Count the lines in the records below that contain the string "soldier", with case counting, and reply with that number alone.

BEGIN Records

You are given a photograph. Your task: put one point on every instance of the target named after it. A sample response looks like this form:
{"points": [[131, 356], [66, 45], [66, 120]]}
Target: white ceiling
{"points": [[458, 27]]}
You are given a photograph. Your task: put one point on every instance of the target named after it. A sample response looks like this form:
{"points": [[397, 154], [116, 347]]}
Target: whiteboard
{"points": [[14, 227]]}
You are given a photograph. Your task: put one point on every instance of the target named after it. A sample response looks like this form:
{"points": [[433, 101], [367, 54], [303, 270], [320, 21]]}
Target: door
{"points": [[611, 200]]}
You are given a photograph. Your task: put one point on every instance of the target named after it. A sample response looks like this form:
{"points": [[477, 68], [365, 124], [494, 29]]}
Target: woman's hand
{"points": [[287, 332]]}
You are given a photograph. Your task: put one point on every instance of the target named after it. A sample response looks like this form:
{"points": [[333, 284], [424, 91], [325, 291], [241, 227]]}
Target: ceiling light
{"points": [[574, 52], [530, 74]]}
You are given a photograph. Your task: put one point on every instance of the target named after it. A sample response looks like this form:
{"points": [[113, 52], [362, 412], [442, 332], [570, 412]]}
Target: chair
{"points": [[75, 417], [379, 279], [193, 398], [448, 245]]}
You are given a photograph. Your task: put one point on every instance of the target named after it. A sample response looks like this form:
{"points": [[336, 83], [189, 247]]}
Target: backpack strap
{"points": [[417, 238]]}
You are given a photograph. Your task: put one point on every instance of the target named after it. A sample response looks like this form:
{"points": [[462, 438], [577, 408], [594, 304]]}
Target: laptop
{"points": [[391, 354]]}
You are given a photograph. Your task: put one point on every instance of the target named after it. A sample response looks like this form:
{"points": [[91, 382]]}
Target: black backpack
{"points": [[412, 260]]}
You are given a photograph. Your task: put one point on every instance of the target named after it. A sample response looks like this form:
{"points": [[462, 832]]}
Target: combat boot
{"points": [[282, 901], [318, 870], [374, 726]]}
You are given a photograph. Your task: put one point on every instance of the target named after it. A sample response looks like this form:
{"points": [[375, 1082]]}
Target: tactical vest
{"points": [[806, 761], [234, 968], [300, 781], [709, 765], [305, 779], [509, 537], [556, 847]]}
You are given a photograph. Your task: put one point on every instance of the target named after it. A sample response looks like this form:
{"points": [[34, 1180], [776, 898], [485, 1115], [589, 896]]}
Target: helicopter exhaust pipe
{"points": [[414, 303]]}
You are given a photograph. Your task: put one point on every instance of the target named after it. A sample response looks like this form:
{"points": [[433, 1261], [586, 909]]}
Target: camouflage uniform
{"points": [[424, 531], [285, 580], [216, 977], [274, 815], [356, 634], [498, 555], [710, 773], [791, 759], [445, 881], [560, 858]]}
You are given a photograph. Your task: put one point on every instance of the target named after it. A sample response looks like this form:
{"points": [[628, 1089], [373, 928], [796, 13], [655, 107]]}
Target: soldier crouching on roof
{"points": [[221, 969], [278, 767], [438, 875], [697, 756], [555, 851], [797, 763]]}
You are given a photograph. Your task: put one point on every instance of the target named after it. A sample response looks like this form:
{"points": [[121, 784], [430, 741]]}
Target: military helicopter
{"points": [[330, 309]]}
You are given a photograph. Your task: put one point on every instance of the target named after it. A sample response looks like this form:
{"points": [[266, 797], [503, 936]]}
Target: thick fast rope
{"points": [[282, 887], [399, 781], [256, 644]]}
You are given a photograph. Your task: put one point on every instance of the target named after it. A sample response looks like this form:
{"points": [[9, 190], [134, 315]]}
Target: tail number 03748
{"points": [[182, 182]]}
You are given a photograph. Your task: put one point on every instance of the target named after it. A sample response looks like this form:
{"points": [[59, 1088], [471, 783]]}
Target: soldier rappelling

END Records

**Exercise solution**
2